## SHORT EXERCISE
Reproduce the listing below word for word, keeping every line in its original order.

──────────────────────────────

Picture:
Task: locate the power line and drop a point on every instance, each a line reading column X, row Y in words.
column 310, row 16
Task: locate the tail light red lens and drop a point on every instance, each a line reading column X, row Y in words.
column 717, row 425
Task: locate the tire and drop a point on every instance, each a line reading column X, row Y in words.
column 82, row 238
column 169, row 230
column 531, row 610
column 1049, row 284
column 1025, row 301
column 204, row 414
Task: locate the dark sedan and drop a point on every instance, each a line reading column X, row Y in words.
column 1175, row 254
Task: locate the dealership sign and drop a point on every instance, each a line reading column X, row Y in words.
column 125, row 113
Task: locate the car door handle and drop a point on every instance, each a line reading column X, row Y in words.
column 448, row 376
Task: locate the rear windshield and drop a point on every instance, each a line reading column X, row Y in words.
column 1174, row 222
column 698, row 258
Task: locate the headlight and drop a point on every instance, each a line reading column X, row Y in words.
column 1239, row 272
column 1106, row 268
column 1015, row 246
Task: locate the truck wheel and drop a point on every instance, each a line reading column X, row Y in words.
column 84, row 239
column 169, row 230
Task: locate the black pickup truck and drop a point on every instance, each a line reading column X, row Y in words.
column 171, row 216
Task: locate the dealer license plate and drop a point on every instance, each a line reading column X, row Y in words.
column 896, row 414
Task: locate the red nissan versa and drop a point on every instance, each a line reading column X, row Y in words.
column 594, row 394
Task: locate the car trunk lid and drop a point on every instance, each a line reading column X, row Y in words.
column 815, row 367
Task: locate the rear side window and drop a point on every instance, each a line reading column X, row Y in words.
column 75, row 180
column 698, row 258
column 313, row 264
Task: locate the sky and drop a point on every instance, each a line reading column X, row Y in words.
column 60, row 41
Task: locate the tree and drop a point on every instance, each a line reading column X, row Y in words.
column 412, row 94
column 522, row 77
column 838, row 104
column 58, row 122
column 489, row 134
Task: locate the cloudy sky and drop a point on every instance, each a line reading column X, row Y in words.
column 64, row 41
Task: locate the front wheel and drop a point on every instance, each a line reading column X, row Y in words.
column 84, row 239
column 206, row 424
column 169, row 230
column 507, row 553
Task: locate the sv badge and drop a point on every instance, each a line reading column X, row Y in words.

──────────────────────────────

## RESPONSE TO THE TASK
Picture:
Task: locate the power line and drop a point on every instance, each a line reading column X, row Y in words.
column 310, row 16
Task: locate the tail light red lens and drop a point on every instance, each a line reading column X, row Y in words.
column 717, row 425
Task: locate the tire and drop a point on every instance, each a line reading column X, row Y in words.
column 82, row 238
column 169, row 230
column 531, row 610
column 1049, row 284
column 1025, row 301
column 204, row 414
Task: locate the dark sedan and drop a point on every instance, each a line reading column X, row Y in words.
column 1175, row 254
Task: locate the dealership sign and drop a point on every instance, each a line reading column X, row Y in words.
column 125, row 113
Task: locate the car door handle and drop a point on every instance, each a line reading column X, row Y in words.
column 448, row 376
Task: locate the rear windshield and drop a point on every instance, each a line reading column X, row Y in words.
column 1174, row 222
column 698, row 258
Task: locate the headlight and drop a point on every instance, each a line reading column X, row Y in words.
column 1239, row 272
column 1106, row 268
column 1015, row 246
Task: locate the truck wheel and drop a point on every instance, each a line reading column X, row Y in words.
column 84, row 239
column 169, row 230
Task: locate the black pickup truck and drop a point on every instance, each a line reading column X, row Y in words.
column 171, row 216
Task: locate the dealer license plate and drop a point on every instance, each a line reading column X, row Y in words.
column 896, row 414
Task: locate the red nissan versa and drop a point on every instance, each a line reading column X, row Y in words.
column 594, row 394
Task: locate the car trunk lid and drop a point on every instance, each a line reading column X, row Y in words.
column 815, row 367
Task: locate the rear side window and drop a point on every instance, each a line reading column X, row Y in words.
column 75, row 180
column 698, row 258
column 313, row 264
Task: locate the sky and drop a point on every instance, each a line reading column X, row Y in words.
column 60, row 41
Task: locate the tree and drop a point on every instance, each a line reading column X, row Y in words.
column 412, row 94
column 522, row 77
column 838, row 104
column 58, row 122
column 489, row 134
Task: locate the cloudy sky and drop a point on every instance, each a line reading column X, row Y in words.
column 64, row 41
Task: locate the front wheel and drop a point on every instance, each a line reading column X, row Y in words.
column 84, row 239
column 206, row 424
column 169, row 230
column 507, row 553
Task: locate the sv badge and drop a point on every instance, each a line reading column X, row Y in words.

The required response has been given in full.